** Task description **
Repeat the records exactly, minus the pictures.

** Material supplied **
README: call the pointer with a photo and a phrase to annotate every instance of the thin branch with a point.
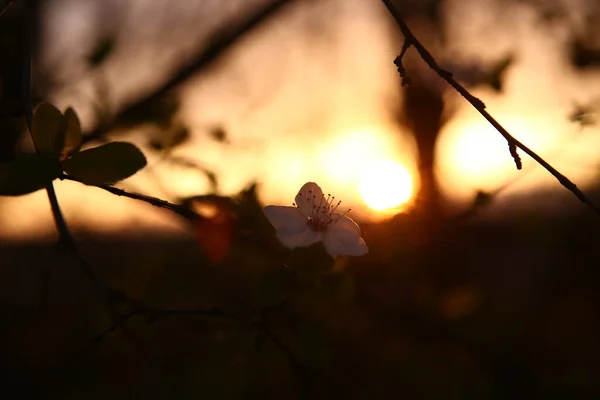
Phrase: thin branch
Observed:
(185, 212)
(5, 6)
(513, 144)
(259, 325)
(221, 42)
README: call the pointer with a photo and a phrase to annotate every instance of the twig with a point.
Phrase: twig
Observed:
(513, 144)
(220, 43)
(185, 212)
(259, 325)
(5, 6)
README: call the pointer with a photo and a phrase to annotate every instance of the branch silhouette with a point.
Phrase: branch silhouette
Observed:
(184, 211)
(513, 143)
(221, 41)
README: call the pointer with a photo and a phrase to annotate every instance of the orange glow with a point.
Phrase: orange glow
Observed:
(385, 184)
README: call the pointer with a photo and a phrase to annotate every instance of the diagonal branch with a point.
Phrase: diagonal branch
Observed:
(513, 143)
(185, 212)
(5, 5)
(221, 42)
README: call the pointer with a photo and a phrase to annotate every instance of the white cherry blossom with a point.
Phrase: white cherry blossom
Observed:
(313, 218)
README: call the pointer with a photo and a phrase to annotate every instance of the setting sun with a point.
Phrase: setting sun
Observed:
(385, 184)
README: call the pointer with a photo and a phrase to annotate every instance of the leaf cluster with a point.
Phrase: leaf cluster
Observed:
(57, 138)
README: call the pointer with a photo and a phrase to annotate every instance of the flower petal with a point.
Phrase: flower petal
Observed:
(343, 238)
(309, 196)
(285, 216)
(291, 226)
(303, 238)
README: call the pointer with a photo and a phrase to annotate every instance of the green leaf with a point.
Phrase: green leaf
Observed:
(72, 134)
(48, 130)
(27, 174)
(105, 165)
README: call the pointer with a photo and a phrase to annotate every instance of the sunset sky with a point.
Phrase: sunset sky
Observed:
(310, 97)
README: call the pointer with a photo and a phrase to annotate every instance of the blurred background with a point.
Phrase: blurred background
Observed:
(480, 281)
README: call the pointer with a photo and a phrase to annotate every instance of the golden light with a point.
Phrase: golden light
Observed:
(385, 184)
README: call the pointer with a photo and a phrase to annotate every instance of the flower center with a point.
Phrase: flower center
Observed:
(320, 211)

** Reply to the exercise **
README: call the pointer with a photo and a phrase to annotate every instance of the thin branch with a point.
Phrase: thin branch
Observed:
(185, 212)
(5, 6)
(513, 144)
(259, 325)
(221, 42)
README: call the pointer with a photo and a phrase to annotate every instance of the twig with a point.
Phrase: twig
Observed:
(513, 144)
(220, 43)
(185, 212)
(259, 325)
(5, 6)
README: call the pointer with a photo and a phrase to annotate every instance of the branch silhouette with a point.
Phrase: branch silhouette
Observed:
(184, 211)
(513, 143)
(221, 41)
README: call the pointer with a photo and a phrase to annotate every instance of the orange glow with a point.
Phrase: orange glow
Observed:
(385, 184)
README: call the pointer with a photo and a phrase to annotate every instance of the diagonal branch with a point.
Phrase: diagonal branch
Observed:
(513, 143)
(185, 212)
(5, 5)
(221, 42)
README: call the pointer with a photo and a phrase to annotate every instance of the white cherry blossom with a point.
Phrase: white cherry blossom
Observed:
(313, 218)
README: call the pointer with a photo and a phrase to annotate every instance of the setting sun with a point.
Phrase: setting sun
Observed:
(385, 184)
README: call the pointer with a photo and a phrase to annotate every instance of the leaf cluster with a point.
Phrase: leaf cluster
Observed:
(57, 138)
README: call the pointer with a photo and a phrase to annotate every instance of the flower petal with a point.
Phrase: flower petal
Observed:
(343, 238)
(309, 196)
(285, 216)
(291, 226)
(303, 238)
README: call the pointer with a photo and a phrase to annotate every instance of the green leaf with a point.
Phrase: green leaf
Observed:
(72, 134)
(48, 130)
(27, 174)
(105, 165)
README: call the pointer with a photo and a phrase to annotate every instance of the sunset sky with a point.
Phrase: sunset sky
Observed:
(310, 97)
README: call the pointer with a photo and a phrase to annotate every instance of the blurred background with a point.
Phrase: blurred background
Observed:
(480, 281)
README: call the pointer with a photo and a phrase to annotate every instance of the golden light with a point.
Phrase: golden light
Observed:
(385, 184)
README: call the pointer with a photo and a phrase to annotate every instance of the flower center with a point.
Phrase: flower center
Observed:
(320, 211)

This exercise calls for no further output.